Stated task:
Recast each line of the records below as a row of a Markdown table with the columns "Row" and "Line", numbering the rows in order and skipping blank lines. Omit the pictures.

***

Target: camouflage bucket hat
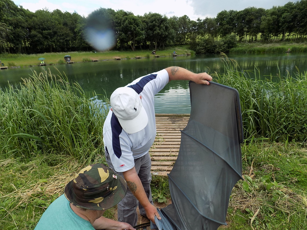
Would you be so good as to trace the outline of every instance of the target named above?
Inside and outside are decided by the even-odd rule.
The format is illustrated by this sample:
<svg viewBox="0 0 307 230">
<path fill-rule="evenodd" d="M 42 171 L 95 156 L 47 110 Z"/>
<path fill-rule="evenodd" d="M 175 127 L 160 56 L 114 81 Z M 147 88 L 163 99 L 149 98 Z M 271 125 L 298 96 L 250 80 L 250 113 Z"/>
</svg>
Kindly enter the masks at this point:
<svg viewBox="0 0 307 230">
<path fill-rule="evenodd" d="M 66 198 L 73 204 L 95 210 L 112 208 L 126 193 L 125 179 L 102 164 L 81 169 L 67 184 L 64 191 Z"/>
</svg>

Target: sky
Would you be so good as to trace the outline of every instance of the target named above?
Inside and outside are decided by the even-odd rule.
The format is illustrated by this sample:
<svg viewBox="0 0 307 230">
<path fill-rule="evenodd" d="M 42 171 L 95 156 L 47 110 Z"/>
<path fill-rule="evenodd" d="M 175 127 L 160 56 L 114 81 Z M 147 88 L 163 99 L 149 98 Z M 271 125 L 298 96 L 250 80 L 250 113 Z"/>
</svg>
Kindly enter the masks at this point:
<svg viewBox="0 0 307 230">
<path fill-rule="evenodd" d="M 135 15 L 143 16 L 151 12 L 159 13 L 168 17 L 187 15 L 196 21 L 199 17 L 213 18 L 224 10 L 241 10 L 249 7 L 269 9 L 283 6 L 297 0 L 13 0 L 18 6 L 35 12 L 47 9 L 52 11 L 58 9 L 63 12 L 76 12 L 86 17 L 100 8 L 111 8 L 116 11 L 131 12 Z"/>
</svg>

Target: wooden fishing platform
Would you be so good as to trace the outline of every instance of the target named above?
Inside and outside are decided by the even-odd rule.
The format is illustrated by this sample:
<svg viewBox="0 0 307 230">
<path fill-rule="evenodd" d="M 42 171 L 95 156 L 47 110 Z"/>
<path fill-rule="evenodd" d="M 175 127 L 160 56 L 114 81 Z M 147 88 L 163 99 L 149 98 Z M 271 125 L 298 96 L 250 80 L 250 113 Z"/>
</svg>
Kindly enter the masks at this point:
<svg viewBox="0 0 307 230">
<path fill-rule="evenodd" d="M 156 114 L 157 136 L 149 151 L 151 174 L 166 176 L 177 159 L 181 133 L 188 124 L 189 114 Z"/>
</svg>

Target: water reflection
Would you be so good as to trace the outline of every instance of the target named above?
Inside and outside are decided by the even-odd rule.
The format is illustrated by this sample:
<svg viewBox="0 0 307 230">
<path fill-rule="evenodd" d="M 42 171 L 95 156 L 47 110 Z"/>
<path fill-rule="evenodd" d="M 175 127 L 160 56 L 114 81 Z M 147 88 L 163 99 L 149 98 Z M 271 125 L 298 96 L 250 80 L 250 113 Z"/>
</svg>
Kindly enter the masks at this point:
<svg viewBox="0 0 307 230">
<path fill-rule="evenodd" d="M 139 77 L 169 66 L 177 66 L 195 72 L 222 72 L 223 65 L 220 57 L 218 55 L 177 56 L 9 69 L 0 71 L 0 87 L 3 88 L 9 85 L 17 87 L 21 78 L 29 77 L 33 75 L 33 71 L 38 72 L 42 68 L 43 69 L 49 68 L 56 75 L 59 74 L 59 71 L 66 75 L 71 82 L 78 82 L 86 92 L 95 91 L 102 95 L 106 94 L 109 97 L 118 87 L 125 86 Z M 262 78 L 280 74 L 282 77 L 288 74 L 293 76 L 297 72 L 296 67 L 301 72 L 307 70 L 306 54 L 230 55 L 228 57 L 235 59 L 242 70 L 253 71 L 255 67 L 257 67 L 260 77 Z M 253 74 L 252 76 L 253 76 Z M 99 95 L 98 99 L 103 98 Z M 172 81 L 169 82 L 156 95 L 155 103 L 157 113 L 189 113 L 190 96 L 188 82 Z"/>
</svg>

***

Response for this exercise:
| Row | Line |
|---|---|
| 1 | Target: camouflage bucket hat |
| 2 | Would you be so good as to trace the outline of every instance of the target named above? |
| 3 | Inside and outside are decided by the even-odd rule. |
| 4 | The format is illustrated by this sample: |
| 5 | <svg viewBox="0 0 307 230"> |
| 6 | <path fill-rule="evenodd" d="M 42 171 L 95 156 L 47 110 Z"/> |
| 7 | <path fill-rule="evenodd" d="M 175 127 L 160 56 L 114 81 Z M 147 88 L 163 99 L 149 98 Z M 271 125 L 298 96 L 250 80 L 250 113 Z"/> |
| 8 | </svg> |
| 9 | Kindly enter the masks at this point: |
| 10 | <svg viewBox="0 0 307 230"> |
| 11 | <path fill-rule="evenodd" d="M 66 198 L 73 204 L 95 210 L 112 208 L 126 193 L 125 179 L 102 164 L 81 169 L 67 184 L 64 191 Z"/> |
| 12 | </svg> |
| 13 | Target: sky |
| 14 | Would you be so good as to trace the outline of every instance of the target named above? |
| 15 | Inside and outside are decided by the even-odd rule. |
| 16 | The format is illustrated by this sample: |
| 17 | <svg viewBox="0 0 307 230"> |
| 18 | <path fill-rule="evenodd" d="M 42 171 L 95 156 L 47 110 Z"/> |
| 19 | <path fill-rule="evenodd" d="M 175 127 L 160 56 L 114 81 Z M 147 88 L 163 99 L 149 98 Z M 271 125 L 298 96 L 250 80 L 250 113 Z"/> |
| 20 | </svg> |
| 21 | Kindly enter the masks at this point: |
| 22 | <svg viewBox="0 0 307 230"> |
| 23 | <path fill-rule="evenodd" d="M 135 15 L 143 16 L 151 12 L 159 13 L 168 17 L 187 15 L 196 21 L 199 17 L 213 18 L 224 10 L 241 10 L 249 7 L 269 9 L 283 6 L 297 0 L 13 0 L 18 6 L 35 12 L 47 9 L 52 11 L 58 9 L 63 12 L 76 12 L 86 17 L 100 8 L 111 8 L 116 11 L 131 12 Z"/> |
| 24 | </svg> |
| 25 | Target: wooden fishing platform |
| 26 | Would you be so good as to trace the outline of every instance of the target named above? |
| 27 | Inside and outside are decided by the even-odd rule. |
| 28 | The format is illustrated by this sample: |
| 29 | <svg viewBox="0 0 307 230"> |
| 30 | <path fill-rule="evenodd" d="M 42 171 L 95 156 L 47 110 Z"/> |
| 31 | <path fill-rule="evenodd" d="M 175 127 L 160 56 L 114 81 Z M 147 88 L 163 99 L 149 98 Z M 271 125 L 298 96 L 250 80 L 250 113 Z"/> |
| 32 | </svg> |
| 33 | Kindly enter the masks at this point: |
| 34 | <svg viewBox="0 0 307 230"> |
| 35 | <path fill-rule="evenodd" d="M 156 114 L 157 136 L 149 151 L 151 174 L 166 176 L 177 159 L 181 133 L 188 124 L 189 114 Z"/> |
| 36 | </svg> |
| 37 | Target: water reflection |
| 38 | Would you be so good as to trace the outline of every instance of the target named above? |
| 39 | Inside and outside are decided by the even-odd rule. |
| 40 | The format is illustrated by this sample: |
| 41 | <svg viewBox="0 0 307 230"> |
| 42 | <path fill-rule="evenodd" d="M 42 171 L 95 156 L 47 110 Z"/> |
| 43 | <path fill-rule="evenodd" d="M 175 127 L 160 56 L 114 81 Z M 147 88 L 163 99 L 149 98 Z M 271 125 L 298 96 L 250 80 L 250 113 Z"/> |
| 44 | </svg> |
| 45 | Kindly enter the masks at this point: |
| 46 | <svg viewBox="0 0 307 230"> |
| 47 | <path fill-rule="evenodd" d="M 139 77 L 169 66 L 177 66 L 195 72 L 222 72 L 223 65 L 220 57 L 218 55 L 177 56 L 9 69 L 0 71 L 0 87 L 3 88 L 9 85 L 17 87 L 21 78 L 29 77 L 33 75 L 33 71 L 38 72 L 42 68 L 43 69 L 49 68 L 56 75 L 59 74 L 59 71 L 66 75 L 71 82 L 78 82 L 86 92 L 95 91 L 102 95 L 106 94 L 109 97 L 118 87 L 125 86 Z M 262 78 L 280 74 L 282 77 L 288 74 L 293 76 L 297 72 L 296 67 L 301 72 L 307 70 L 306 54 L 230 55 L 228 57 L 235 59 L 242 70 L 253 71 L 255 67 L 257 67 L 260 77 Z M 253 74 L 252 76 L 253 76 Z M 99 95 L 98 99 L 103 98 Z M 172 81 L 169 82 L 156 95 L 155 103 L 157 113 L 189 113 L 190 96 L 188 82 Z"/> |
| 48 | </svg> |